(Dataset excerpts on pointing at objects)

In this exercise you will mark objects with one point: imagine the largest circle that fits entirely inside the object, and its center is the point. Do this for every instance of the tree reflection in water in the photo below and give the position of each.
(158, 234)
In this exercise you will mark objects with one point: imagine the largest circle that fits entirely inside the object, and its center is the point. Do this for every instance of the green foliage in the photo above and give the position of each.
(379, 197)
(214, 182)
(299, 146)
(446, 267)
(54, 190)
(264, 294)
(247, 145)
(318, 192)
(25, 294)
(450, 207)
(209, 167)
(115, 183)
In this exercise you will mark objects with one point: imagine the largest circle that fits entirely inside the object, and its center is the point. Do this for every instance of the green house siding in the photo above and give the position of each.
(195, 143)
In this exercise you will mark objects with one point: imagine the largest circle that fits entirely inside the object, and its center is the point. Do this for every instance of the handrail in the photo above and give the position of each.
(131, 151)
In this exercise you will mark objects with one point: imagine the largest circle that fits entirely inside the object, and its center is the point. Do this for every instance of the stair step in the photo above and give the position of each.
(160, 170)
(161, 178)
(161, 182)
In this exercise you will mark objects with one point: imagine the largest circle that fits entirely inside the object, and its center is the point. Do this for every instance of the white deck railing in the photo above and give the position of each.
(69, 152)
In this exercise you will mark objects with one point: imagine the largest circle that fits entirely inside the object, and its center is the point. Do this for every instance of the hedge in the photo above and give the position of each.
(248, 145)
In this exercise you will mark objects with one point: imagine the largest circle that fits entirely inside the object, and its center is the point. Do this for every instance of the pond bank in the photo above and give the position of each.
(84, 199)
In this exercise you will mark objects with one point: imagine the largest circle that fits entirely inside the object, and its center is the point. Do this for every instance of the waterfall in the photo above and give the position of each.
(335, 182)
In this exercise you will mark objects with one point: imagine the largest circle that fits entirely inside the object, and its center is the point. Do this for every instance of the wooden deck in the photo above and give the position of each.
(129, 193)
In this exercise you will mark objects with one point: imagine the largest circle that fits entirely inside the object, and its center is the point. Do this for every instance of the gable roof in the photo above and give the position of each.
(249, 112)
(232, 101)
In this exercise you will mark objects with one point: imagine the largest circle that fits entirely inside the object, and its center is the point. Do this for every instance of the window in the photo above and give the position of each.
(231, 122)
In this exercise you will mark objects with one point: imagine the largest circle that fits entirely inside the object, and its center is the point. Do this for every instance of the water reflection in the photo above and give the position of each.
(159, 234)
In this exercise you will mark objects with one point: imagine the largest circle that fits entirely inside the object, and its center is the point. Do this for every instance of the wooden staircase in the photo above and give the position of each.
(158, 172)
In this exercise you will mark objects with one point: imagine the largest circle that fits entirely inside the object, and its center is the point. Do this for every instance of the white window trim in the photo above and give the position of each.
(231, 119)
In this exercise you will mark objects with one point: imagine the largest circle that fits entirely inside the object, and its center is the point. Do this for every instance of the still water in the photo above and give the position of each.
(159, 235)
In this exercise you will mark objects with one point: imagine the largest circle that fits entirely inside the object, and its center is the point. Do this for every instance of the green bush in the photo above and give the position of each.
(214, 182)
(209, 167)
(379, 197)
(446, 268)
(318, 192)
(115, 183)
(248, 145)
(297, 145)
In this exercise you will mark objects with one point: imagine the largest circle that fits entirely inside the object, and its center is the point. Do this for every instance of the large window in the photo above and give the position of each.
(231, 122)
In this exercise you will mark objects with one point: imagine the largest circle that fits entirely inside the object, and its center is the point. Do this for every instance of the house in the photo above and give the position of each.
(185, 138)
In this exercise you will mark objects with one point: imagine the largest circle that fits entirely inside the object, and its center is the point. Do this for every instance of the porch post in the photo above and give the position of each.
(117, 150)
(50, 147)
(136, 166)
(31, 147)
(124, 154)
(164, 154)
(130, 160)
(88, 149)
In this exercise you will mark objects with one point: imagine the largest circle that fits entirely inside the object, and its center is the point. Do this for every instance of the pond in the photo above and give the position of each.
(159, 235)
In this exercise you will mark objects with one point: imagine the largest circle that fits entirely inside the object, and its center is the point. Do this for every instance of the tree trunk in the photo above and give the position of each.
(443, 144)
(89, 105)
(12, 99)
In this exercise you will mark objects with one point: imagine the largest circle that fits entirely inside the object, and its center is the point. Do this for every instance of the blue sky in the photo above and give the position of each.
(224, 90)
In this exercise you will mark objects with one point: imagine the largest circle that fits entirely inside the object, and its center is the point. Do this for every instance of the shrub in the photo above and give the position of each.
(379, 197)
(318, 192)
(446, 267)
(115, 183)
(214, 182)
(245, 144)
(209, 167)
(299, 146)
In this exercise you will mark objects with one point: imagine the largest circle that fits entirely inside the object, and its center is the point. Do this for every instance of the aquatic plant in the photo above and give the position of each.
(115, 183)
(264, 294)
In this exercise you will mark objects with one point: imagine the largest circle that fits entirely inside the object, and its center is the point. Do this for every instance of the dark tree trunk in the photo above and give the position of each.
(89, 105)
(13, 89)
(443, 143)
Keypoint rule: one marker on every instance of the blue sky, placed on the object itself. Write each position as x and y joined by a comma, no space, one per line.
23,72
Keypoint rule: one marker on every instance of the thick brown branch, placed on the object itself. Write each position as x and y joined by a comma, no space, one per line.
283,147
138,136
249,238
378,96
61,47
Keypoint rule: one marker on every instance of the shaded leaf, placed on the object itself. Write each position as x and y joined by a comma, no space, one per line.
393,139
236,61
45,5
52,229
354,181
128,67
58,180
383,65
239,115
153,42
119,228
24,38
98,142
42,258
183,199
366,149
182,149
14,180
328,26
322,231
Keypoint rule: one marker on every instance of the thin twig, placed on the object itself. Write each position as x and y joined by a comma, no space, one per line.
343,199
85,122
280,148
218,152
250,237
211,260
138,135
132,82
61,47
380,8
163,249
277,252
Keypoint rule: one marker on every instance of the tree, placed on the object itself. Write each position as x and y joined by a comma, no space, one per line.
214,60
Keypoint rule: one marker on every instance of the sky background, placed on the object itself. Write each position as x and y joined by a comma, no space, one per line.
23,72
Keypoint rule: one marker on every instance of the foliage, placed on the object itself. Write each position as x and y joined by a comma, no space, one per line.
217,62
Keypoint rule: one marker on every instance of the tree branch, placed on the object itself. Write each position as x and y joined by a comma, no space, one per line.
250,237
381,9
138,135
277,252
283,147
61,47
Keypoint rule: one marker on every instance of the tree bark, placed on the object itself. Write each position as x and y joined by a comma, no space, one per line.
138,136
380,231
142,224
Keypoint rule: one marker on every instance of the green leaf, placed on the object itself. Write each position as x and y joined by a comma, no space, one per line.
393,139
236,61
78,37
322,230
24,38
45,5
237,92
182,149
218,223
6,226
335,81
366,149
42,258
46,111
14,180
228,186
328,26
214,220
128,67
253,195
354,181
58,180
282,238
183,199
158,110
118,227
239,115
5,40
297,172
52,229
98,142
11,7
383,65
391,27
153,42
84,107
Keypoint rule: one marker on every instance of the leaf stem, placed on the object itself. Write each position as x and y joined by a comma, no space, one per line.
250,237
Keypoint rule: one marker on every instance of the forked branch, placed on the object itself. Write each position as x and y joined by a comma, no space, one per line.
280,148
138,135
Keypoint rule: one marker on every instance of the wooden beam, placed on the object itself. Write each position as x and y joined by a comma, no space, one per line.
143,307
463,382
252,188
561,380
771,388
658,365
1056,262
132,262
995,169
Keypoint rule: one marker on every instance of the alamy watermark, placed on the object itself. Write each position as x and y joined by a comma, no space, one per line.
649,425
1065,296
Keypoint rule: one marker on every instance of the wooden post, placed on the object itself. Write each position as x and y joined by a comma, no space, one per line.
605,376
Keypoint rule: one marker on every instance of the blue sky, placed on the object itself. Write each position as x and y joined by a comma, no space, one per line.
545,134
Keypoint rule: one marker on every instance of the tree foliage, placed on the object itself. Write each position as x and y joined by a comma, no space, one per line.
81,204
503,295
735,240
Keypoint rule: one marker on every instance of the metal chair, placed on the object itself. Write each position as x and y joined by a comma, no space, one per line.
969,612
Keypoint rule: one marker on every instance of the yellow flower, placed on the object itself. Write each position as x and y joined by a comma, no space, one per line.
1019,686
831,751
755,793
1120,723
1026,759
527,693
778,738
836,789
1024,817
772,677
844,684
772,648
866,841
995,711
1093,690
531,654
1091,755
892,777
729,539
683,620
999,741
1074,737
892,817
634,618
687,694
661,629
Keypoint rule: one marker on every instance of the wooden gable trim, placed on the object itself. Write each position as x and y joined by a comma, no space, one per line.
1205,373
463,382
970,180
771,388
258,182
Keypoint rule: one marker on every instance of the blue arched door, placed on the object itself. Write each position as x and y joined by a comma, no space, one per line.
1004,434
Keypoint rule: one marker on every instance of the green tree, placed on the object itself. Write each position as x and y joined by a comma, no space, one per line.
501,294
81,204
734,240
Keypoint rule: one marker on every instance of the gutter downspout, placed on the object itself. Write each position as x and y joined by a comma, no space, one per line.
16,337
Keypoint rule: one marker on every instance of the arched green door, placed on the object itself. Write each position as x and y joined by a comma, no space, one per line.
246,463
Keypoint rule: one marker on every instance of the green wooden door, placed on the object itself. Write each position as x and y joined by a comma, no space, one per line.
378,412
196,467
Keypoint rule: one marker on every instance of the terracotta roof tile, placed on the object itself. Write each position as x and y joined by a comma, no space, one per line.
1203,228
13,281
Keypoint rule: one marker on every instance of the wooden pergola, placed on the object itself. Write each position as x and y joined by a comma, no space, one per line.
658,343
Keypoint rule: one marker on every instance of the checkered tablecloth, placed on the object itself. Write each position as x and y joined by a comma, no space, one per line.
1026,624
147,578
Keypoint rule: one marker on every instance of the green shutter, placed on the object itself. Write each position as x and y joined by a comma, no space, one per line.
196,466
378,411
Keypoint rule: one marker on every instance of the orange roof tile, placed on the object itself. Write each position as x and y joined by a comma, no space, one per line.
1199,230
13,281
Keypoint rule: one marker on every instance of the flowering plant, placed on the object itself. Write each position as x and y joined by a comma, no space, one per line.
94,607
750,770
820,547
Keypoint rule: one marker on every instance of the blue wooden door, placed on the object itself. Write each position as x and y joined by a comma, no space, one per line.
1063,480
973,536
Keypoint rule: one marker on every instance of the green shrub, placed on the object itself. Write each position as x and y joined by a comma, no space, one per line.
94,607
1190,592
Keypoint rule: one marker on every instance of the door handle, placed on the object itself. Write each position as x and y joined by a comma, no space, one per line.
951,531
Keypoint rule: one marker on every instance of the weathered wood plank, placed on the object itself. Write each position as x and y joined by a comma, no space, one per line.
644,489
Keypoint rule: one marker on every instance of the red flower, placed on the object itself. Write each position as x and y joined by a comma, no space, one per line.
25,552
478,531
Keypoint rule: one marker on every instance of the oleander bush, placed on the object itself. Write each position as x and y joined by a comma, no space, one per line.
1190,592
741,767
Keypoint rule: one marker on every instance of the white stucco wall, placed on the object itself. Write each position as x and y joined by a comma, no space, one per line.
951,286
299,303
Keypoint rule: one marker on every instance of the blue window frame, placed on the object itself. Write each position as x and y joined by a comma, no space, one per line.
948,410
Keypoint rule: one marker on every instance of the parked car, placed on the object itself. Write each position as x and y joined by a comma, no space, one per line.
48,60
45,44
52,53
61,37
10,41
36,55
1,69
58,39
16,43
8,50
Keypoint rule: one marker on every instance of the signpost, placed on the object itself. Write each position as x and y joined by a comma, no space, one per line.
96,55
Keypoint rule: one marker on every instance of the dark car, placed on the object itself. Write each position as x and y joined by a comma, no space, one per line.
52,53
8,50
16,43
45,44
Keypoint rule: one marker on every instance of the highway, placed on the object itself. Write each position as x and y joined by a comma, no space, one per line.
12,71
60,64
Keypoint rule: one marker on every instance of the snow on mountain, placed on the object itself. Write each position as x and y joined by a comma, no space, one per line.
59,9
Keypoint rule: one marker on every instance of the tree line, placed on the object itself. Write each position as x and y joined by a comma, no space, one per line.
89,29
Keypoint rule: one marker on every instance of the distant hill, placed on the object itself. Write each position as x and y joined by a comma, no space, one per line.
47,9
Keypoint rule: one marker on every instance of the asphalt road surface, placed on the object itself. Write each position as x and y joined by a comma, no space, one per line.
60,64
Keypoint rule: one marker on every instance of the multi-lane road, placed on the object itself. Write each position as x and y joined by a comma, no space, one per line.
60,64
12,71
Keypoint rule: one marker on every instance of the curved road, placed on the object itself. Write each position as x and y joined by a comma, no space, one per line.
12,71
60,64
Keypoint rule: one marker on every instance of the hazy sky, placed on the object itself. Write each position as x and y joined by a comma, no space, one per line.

--- Written exercise ---
Output, verbatim, the lines of the listing above, starting at the line that contains "Keypoint rule: one marker on every instance of the multi-lane" and ending with the last line of the listing.

--- Finished task ---
Keypoint rule: one marker on every instance of the multi-lane road, placed on the object itself. Write each position as x and y joined by a comma, no space, one per line.
60,64
12,71
Keypoint rule: one marker on every instance of the curved road, placed on the object itself. Write each position as x and y joined by a comma, no space, one per line.
12,71
60,64
Keypoint rule: one marker on every instance of the hazy sky, placed on the object itself. Write each position as x and y joined by a comma, no space, one per line.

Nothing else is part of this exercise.